[Stored entries]
-=-=-

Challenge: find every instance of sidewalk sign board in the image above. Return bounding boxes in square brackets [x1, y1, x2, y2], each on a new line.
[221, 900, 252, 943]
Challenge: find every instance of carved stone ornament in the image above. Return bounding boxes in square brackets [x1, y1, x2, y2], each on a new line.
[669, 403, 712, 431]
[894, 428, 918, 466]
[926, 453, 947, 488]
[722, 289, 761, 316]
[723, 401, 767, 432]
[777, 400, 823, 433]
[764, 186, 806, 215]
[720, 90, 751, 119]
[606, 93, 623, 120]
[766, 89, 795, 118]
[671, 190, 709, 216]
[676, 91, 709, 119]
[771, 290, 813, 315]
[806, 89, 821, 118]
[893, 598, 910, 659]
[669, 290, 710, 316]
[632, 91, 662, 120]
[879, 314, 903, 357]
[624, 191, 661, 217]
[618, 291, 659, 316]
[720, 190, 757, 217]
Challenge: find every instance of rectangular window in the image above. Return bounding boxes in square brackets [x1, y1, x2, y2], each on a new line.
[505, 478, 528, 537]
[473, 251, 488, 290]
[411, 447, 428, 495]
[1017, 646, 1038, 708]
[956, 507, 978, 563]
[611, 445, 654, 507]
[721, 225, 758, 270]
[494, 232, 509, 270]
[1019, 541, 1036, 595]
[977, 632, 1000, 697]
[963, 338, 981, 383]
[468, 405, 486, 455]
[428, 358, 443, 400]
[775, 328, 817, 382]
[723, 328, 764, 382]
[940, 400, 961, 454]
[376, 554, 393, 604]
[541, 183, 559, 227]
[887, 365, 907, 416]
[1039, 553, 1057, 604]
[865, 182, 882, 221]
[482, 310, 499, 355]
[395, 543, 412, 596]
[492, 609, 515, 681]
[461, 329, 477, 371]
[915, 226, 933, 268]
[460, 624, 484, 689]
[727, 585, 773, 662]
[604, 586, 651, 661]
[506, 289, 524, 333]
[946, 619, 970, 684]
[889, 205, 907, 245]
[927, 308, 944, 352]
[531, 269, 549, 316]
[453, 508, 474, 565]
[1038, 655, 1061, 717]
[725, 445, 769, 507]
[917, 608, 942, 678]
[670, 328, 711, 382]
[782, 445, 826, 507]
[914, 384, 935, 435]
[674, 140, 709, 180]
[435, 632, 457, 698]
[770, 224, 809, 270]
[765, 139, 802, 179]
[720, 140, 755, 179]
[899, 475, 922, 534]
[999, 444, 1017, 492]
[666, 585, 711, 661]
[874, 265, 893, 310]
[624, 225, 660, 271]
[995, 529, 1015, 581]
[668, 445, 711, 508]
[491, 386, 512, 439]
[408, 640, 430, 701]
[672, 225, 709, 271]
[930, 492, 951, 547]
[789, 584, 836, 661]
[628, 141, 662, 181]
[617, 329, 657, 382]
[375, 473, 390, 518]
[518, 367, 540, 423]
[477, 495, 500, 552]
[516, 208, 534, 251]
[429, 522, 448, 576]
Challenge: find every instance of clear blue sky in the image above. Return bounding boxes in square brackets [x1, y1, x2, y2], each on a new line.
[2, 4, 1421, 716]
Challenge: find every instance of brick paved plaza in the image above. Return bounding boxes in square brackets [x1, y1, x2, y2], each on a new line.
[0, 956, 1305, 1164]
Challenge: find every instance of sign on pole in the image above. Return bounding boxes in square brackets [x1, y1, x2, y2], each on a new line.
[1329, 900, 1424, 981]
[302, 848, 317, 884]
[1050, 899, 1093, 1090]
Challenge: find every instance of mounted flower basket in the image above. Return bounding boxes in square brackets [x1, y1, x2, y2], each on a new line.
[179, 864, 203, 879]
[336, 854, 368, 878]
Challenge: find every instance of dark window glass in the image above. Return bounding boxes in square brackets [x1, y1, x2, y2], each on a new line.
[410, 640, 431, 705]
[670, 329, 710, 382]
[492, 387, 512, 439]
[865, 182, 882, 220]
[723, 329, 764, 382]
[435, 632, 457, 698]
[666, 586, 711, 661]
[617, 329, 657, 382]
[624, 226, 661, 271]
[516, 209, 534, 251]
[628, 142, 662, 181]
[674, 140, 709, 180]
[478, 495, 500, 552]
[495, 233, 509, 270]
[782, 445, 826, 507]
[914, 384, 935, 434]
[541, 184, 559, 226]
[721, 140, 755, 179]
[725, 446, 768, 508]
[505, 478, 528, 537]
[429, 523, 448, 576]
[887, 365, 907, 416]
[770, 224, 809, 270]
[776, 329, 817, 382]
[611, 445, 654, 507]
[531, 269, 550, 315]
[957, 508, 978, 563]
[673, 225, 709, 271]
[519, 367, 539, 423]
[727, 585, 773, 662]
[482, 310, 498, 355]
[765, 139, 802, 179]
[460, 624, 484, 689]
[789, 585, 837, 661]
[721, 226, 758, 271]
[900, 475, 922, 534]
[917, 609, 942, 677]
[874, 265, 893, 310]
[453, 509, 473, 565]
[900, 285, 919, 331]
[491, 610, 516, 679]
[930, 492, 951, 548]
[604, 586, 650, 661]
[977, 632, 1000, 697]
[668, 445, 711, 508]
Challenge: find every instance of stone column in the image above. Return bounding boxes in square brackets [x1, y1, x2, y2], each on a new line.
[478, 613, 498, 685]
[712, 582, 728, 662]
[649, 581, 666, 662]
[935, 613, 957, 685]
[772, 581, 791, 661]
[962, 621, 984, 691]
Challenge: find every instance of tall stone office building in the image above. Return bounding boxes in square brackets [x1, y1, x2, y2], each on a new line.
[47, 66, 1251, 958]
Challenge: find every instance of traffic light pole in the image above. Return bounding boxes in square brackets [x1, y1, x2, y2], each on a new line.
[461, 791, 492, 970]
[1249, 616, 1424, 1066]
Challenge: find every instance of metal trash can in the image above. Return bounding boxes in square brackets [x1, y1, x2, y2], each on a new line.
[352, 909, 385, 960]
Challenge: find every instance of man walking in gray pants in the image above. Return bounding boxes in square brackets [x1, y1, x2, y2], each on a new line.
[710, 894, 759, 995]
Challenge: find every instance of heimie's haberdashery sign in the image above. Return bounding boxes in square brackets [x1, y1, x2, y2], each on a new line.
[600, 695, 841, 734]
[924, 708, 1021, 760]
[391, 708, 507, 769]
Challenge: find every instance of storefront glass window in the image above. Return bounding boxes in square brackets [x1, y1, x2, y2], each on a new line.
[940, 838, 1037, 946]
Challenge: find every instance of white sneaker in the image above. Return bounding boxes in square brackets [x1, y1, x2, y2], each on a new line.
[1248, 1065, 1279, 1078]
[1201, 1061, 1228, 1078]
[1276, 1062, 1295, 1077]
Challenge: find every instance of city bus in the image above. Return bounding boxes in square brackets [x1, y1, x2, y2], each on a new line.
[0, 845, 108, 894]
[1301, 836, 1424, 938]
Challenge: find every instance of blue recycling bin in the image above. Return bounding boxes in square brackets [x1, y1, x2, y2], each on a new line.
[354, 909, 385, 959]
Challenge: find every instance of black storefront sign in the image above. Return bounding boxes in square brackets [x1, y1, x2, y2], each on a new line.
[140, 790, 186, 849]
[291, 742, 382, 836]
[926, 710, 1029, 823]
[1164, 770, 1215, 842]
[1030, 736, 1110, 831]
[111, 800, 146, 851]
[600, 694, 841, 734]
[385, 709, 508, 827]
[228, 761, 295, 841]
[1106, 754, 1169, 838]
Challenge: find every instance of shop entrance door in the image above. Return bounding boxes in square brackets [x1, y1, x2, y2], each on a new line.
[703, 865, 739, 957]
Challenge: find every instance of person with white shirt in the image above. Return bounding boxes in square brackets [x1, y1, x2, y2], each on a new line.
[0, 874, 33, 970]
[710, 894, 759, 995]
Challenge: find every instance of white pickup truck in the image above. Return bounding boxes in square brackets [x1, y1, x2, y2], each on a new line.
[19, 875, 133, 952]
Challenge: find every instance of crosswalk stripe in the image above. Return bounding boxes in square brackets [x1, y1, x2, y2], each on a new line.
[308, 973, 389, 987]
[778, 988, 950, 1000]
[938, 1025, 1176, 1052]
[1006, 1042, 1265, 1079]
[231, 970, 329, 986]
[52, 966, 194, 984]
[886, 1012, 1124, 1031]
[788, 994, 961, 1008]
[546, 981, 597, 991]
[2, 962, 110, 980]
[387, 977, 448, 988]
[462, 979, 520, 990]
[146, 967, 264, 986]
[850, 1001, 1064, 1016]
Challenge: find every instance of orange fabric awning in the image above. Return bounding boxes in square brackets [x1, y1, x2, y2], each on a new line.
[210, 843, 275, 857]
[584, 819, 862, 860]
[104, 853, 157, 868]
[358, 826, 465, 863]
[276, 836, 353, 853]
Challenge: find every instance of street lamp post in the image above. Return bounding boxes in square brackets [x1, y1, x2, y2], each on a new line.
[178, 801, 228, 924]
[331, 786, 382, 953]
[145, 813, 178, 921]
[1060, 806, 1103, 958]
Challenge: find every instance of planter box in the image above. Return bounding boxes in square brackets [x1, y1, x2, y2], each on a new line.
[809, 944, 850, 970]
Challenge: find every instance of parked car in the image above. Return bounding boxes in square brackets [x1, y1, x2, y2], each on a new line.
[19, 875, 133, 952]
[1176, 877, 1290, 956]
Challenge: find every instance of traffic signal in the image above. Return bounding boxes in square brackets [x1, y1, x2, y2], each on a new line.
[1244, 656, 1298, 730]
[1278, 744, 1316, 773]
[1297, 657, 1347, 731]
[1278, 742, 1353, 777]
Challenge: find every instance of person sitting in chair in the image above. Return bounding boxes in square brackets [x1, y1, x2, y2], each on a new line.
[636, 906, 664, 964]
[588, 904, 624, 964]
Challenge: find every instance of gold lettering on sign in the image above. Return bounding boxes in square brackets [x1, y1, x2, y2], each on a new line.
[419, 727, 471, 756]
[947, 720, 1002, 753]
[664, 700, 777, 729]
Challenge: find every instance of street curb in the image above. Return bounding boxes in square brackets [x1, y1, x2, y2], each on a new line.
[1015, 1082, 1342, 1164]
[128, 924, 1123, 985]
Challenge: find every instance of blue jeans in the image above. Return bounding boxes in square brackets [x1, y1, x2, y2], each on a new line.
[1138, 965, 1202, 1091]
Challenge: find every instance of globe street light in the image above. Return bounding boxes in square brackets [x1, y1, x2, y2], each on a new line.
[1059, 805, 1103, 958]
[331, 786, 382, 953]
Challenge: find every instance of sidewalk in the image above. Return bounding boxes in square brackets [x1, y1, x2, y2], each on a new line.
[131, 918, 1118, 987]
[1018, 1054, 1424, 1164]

-=-=-

▶ Exercise instructions:
Print, exactly as they appear above, the lines running from the one with "Challenge: find every instance of globe" through the final line.

▶ Task result:
Challenge: find every instance of globe street light in the image above. Return bounding boxes in square brackets [x1, y1, x2, y2], each on a new line.
[1059, 805, 1103, 958]
[331, 786, 382, 953]
Challenge: find every instance of sidewalk in the image above. Return bounding boxes in square brackets [x1, y1, x2, y2], each on a new line.
[131, 918, 1118, 987]
[1018, 1054, 1424, 1164]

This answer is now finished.